**MATERIAL SHOWN:**
####################
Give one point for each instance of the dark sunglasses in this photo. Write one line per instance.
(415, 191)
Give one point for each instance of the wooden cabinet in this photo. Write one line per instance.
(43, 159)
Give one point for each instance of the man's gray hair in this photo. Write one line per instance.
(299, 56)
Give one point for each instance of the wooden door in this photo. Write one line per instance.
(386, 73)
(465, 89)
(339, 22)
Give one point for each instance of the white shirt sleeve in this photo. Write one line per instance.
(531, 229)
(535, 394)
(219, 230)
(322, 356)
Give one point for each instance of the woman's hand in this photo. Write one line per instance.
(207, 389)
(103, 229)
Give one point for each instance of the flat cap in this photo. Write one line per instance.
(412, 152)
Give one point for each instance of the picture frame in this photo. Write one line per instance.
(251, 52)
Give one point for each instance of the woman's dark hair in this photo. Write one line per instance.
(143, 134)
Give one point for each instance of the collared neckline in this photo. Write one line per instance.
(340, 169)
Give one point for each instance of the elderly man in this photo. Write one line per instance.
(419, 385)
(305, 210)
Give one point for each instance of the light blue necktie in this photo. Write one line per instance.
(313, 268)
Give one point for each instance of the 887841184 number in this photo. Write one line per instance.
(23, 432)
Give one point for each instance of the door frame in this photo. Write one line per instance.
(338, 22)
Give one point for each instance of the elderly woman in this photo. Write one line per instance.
####################
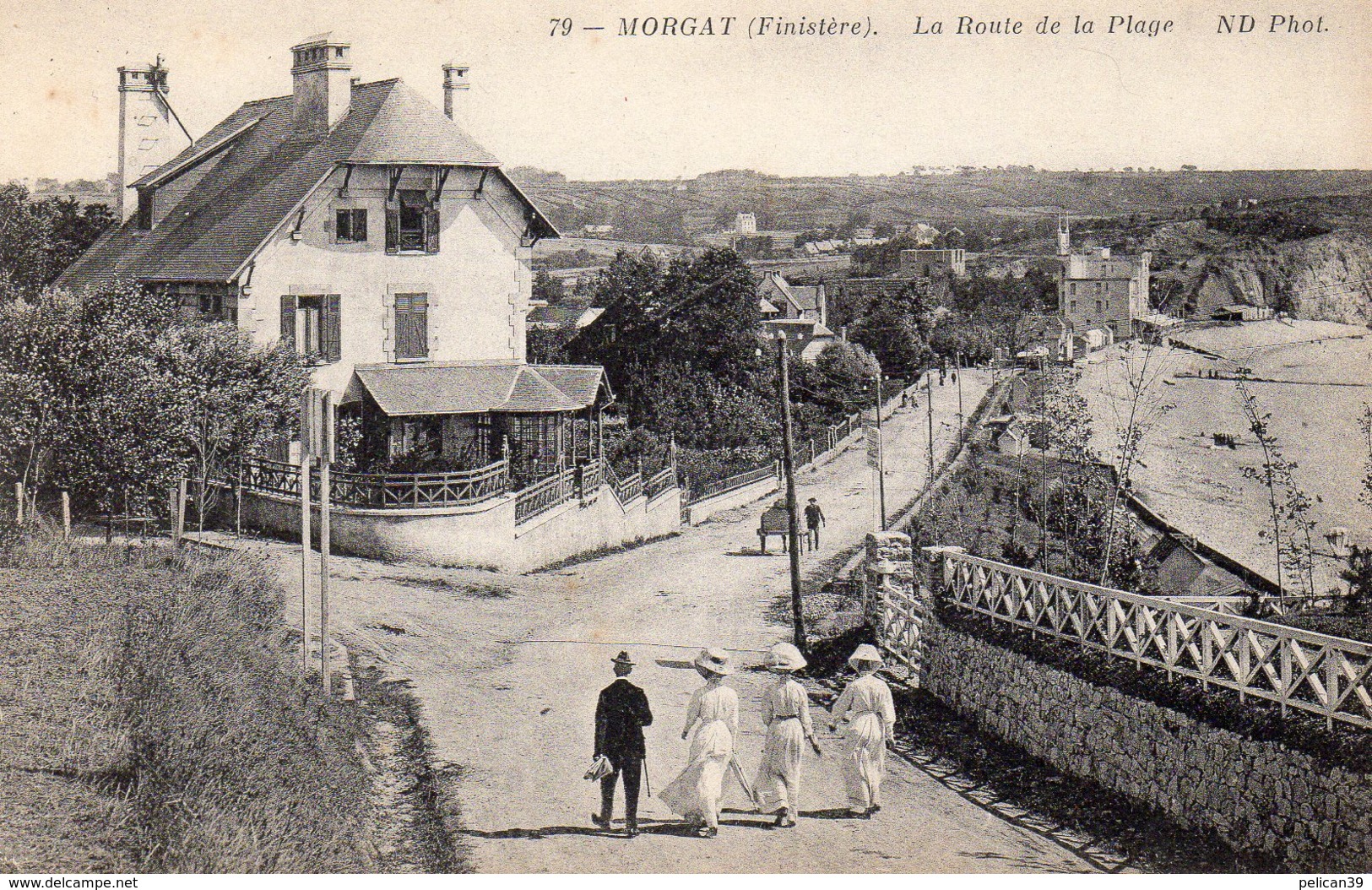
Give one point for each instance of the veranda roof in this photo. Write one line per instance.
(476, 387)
####################
Find every row that contains the word "woman" and copy each of those rows in full.

Give one point for each instance of the woman's hand in this photo. Write one line per instance.
Give one point for each instance of the woman's dark hair in this photo. Write one line per instance.
Give one point for each instance of the elderly woman in this photo. Write one line per instance.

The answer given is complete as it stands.